• [Given task 1]: Print everything from "I recently spoke" down to "on the matter." in the essay on being a mother and an audio engineer.

───── Document segment ─────

I recently spoke with someone who piped my interest in a concept, mother’s who work. Seems there is always someone with an opinion about that subject. However, it’s not something that is much discussed in the audio engineering world. There simply aren’t too many of us. I thought I could give some insight into how I’ve seen myself in this mother/audio engineer role and how that relates to society and how you can form your feelings and thoughts on the matter.
I have two children under ten, I graduated college with a bachelor’s and now I’ve been working as a freelancing audio engineer for over eight years. With these experiences I think you can look on the subject of motherhood in this industry in a couple different lights. One thing I hear from folks who have children, “how can it be done?” I like to respond with the question, “how do nurses and ER doctors function and have kids?” I was also a single mother for five years of my audio career. Can you have kids and be in this industry? Absolutely. Can you be single and have kids in this industry? Absolutely.

─────

• [Given task 2]: Arrange the part of the listing running from the line that contains "Find wristwatch here." down to the line that contains "154,290,217,310" as a two-column CSV headed request and boxes, one row per request. Put each field in quotation marks, replace line breaks with spaces, and leave the pictures out.

───── Records for this exercise ─────

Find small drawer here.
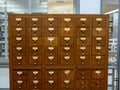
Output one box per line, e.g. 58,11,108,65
75,69,91,80
12,36,26,46
61,16,76,27
29,46,43,56
44,27,59,37
13,70,27,80
92,69,105,79
12,27,25,37
28,54,43,65
76,16,92,27
26,16,42,27
13,55,27,66
11,17,25,27
26,27,42,37
45,55,58,65
92,37,106,45
45,37,58,46
75,27,90,37
44,46,58,55
92,55,106,65
28,79,44,90
75,80,90,90
61,69,74,79
27,36,44,46
28,69,44,79
76,46,90,56
60,55,75,65
76,55,90,66
60,37,74,46
13,80,27,90
44,79,59,90
60,27,75,37
45,69,59,80
61,46,74,56
43,16,60,27
77,37,90,46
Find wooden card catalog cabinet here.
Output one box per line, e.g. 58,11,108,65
8,14,109,90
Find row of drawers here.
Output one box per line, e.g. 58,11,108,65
12,27,106,36
11,16,106,27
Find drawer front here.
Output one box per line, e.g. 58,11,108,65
76,46,90,56
13,55,27,66
13,70,27,80
61,47,74,56
11,17,26,27
76,55,90,66
92,55,106,65
26,17,42,27
26,27,42,37
44,27,59,37
45,55,58,65
77,37,90,46
27,36,44,46
75,27,90,37
12,27,26,37
43,16,60,27
75,69,91,80
60,37,74,46
92,69,105,79
76,16,92,27
92,37,106,45
29,55,44,65
44,46,58,55
28,69,44,79
60,27,75,37
12,37,26,46
45,37,58,46
60,55,75,65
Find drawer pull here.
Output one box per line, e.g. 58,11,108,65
17,56,22,61
64,47,70,51
33,71,38,76
64,80,70,84
16,47,22,51
17,71,23,76
64,56,70,60
80,28,86,31
16,37,22,41
16,28,22,32
80,18,87,21
17,80,23,85
64,18,71,23
32,28,38,32
16,18,22,22
64,28,70,32
48,28,54,31
48,56,54,61
32,37,38,41
48,47,54,51
96,46,101,50
64,37,70,41
48,71,54,75
32,56,38,60
32,18,38,22
96,37,102,41
48,80,54,85
32,47,38,51
48,18,54,22
48,37,55,42
64,70,70,76
33,80,39,84
96,18,102,21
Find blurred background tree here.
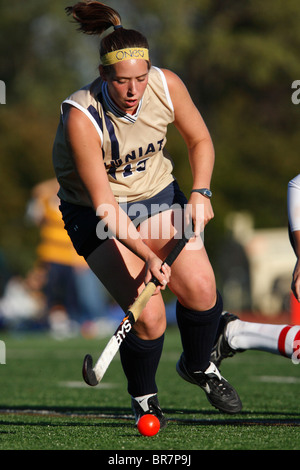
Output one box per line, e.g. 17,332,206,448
0,0,300,280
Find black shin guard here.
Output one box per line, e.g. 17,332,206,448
120,332,164,397
176,292,223,372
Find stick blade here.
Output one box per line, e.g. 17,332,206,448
82,354,99,387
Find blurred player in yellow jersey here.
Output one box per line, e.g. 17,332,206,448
27,179,105,335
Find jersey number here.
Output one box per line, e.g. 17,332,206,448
123,158,148,178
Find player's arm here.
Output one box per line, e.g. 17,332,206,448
163,70,215,233
65,106,168,284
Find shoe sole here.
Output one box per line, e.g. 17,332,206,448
176,360,242,414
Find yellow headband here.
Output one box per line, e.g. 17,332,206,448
101,47,149,65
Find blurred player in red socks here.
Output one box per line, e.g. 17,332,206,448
211,174,300,367
53,1,241,427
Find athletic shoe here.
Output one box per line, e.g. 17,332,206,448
210,312,244,368
176,354,242,414
131,395,167,429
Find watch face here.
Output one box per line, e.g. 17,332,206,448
203,189,212,198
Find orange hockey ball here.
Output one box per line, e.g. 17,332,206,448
137,414,160,436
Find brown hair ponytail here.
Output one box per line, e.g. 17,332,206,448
66,0,150,67
66,1,121,35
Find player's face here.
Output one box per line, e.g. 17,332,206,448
101,59,148,114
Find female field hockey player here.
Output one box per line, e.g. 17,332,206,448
211,174,300,367
53,2,241,427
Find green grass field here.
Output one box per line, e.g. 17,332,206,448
0,327,300,455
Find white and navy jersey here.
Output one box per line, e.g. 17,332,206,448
53,67,174,206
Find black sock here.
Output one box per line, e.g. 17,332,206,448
120,332,164,397
176,292,223,372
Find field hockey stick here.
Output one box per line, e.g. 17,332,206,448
82,231,193,386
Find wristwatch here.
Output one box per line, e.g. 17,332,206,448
191,188,212,199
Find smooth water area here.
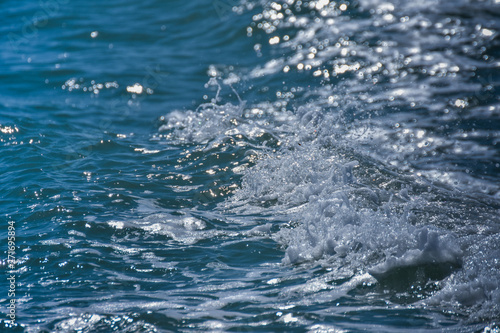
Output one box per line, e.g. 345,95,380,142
0,0,500,332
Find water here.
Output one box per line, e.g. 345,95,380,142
0,0,500,332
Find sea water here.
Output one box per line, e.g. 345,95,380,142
0,0,500,332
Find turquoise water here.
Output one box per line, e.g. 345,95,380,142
0,0,500,332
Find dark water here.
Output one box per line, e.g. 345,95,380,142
0,0,500,332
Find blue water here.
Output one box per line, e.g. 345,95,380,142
0,0,500,332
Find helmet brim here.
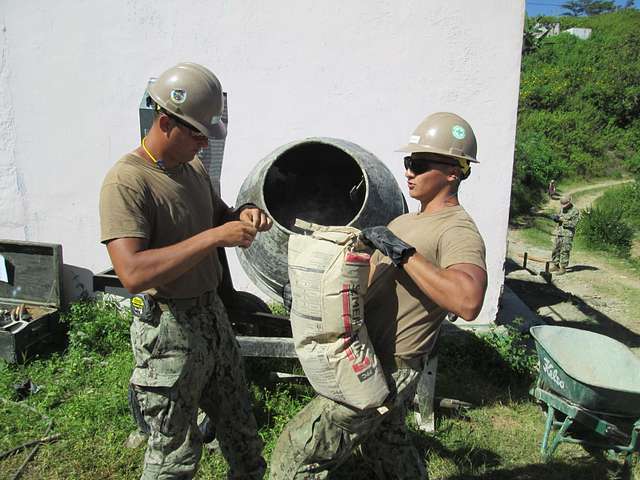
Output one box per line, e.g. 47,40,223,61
396,143,480,163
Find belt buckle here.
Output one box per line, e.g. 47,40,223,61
195,291,213,307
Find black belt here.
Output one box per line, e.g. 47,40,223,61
393,356,427,372
154,290,217,310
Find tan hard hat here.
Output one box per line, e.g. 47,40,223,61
148,62,227,138
397,112,479,165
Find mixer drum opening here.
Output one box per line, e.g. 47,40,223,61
263,142,366,231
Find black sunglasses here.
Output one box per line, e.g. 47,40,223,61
404,155,455,175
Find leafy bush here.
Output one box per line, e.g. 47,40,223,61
480,325,538,378
578,205,633,256
62,298,131,355
511,9,640,215
595,181,640,232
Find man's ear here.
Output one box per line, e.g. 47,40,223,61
449,165,462,181
156,113,173,134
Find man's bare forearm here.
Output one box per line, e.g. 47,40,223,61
404,253,486,321
107,222,255,293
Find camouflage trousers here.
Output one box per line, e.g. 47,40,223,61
269,367,427,480
131,295,266,480
551,235,573,268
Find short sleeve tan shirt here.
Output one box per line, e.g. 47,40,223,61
365,206,486,363
100,153,228,298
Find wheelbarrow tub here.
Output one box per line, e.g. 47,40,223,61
530,325,640,417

─────

• [Exercise result 1]:
I recently spoke with someone who piped my interest in a concept, mother’s who work. Seems there is always someone with an opinion about that subject. However, it’s not something that is much discussed in the audio engineering world. There simply aren’t too many of us. I thought I could give some insight into how I’ve seen myself in this mother/audio engineer role and how that relates to society and how you can form your feelings and thoughts on the matter.

• [Exercise result 2]:
request,boxes
"Find wristwatch here. Output one box per line, e.g. 17,332,206,448","191,188,212,199"
"Find smooth water area here. Output one box per line, e.g. 345,95,380,142","0,0,500,332"
"Find water here. Output one box per line, e.g. 345,95,380,142","0,0,500,332"
"Find sea water here. Output one box per line, e.g. 345,95,380,142","0,0,500,332"
"Find turquoise water here. Output one box per line, e.g. 345,95,380,142","0,0,500,332"
"Find dark water here. Output one box per line, e.g. 345,95,380,142","0,0,500,332"
"Find blue water here. Output one box per line, e.g. 345,95,380,142","0,0,500,332"
"Find helmet brim here. Output one box per line, e.g. 47,40,223,61","396,143,480,163"
"Find belt buckle here. Output one box per line, e.g. 47,40,223,61","195,291,213,307"
"Find black belt here. Output one box per line, e.g. 47,40,223,61","393,356,427,372 154,290,217,310"